# Complete the following
1 – Reproduce word for word the part of the Yaalon passage between "During his October" and "Obama administration hostility.", inclusive.
2 – Name every person mentioned in the Yaalon passage.
3 – Answer these questions from the Yaalon passage:
(a) On what dates was Yaalon's U.S. visit?
(b) According to Kerry, what does the Israeli-Palestinian conflict aid?
(c) Which group does Bennett lead?

# Text shown
During his October 21-23 U.S. visit, Yaalon told the Washington Post’s Lally Weymouth that he and the administration “overcame” the earlier dustups. But then he dug himself deeper, explaining that his criticisms had been prompted by America’s “naivete,” “wishful thinking” and “ignorance” about the Middle East.

Yaalon’s run-ins with Washington over the months have delighted rightists who view President Obama as hostile and resent Kerry’s efforts to secure an Israeli withdrawal from the West Bank. Yaalon is widely seen as speaking truth to power, and Washington’s resentment of the insults is treated as just another example of Obama administration hostility.

As for Yaalon, he seems to have been surprised by the hostile reception he got in Washington. Days before leaving for Washington he strongly defended U.S. support of Israel after a Kerry statement drew a crude attack from Jewish Home leader Bennett. Kerry had said that the Israeli-Palestinian conflict aids ISIS recruitment. Bennett accused Kerry of “blaming the Jews” for Muslims’ beheading of European Christians.

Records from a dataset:
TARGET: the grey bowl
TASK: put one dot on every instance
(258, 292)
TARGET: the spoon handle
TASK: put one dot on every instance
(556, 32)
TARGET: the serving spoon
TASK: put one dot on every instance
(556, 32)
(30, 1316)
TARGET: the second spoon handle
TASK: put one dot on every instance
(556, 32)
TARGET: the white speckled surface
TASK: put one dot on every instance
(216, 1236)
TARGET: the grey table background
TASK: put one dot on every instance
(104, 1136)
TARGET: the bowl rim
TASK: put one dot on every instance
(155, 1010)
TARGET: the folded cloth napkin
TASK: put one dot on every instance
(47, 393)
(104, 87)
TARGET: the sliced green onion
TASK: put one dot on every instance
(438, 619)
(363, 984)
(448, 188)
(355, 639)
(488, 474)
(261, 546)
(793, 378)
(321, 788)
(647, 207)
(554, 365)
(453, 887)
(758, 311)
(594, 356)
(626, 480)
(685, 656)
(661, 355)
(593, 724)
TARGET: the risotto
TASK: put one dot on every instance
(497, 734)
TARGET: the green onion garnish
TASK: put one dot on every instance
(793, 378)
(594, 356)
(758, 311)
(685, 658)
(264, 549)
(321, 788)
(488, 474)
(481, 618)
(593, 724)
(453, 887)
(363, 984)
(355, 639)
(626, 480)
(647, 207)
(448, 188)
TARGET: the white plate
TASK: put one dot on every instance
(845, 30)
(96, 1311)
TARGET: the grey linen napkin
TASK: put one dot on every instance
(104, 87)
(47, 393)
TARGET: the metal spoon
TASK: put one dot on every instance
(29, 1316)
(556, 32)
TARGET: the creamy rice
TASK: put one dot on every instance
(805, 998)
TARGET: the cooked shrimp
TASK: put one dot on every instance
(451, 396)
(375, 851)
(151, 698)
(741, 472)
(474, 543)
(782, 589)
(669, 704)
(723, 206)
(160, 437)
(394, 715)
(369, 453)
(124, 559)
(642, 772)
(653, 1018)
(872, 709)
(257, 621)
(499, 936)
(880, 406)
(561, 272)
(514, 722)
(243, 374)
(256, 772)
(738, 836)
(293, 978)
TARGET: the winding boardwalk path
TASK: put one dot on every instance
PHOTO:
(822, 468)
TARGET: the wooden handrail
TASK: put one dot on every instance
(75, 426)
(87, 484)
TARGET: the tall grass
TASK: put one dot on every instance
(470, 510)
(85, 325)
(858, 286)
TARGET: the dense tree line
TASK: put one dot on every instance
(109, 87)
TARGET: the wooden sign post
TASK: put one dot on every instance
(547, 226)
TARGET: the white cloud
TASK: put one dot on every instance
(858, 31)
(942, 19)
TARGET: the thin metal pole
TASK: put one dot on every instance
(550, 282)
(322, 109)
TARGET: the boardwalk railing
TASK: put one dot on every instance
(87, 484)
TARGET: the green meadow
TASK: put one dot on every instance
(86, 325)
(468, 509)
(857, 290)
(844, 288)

# Answers by item number
1 –
During his October 21-23 U.S. visit, Yaalon told the Washington Post’s Lally Weymouth that he and the administration “overcame” the earlier dustups. But then he dug himself deeper, explaining that his criticisms had been prompted by America’s “naivete,” “wishful thinking” and “ignorance” about the Middle East.

Yaalon’s run-ins with Washington over the months have delighted rightists who view President Obama as hostile and resent Kerry’s efforts to secure an Israeli withdrawal from the West Bank. Yaalon is widely seen as speaking truth to power, and Washington’s resentment of the insults is treated as just another example of Obama administration hostility.

2 –
Yaalon
Lally Weymouth
President Obama
Kerry
Bennett

3 –
(a) October 21-23
(b) ISIS recruitment
(c) Jewish Home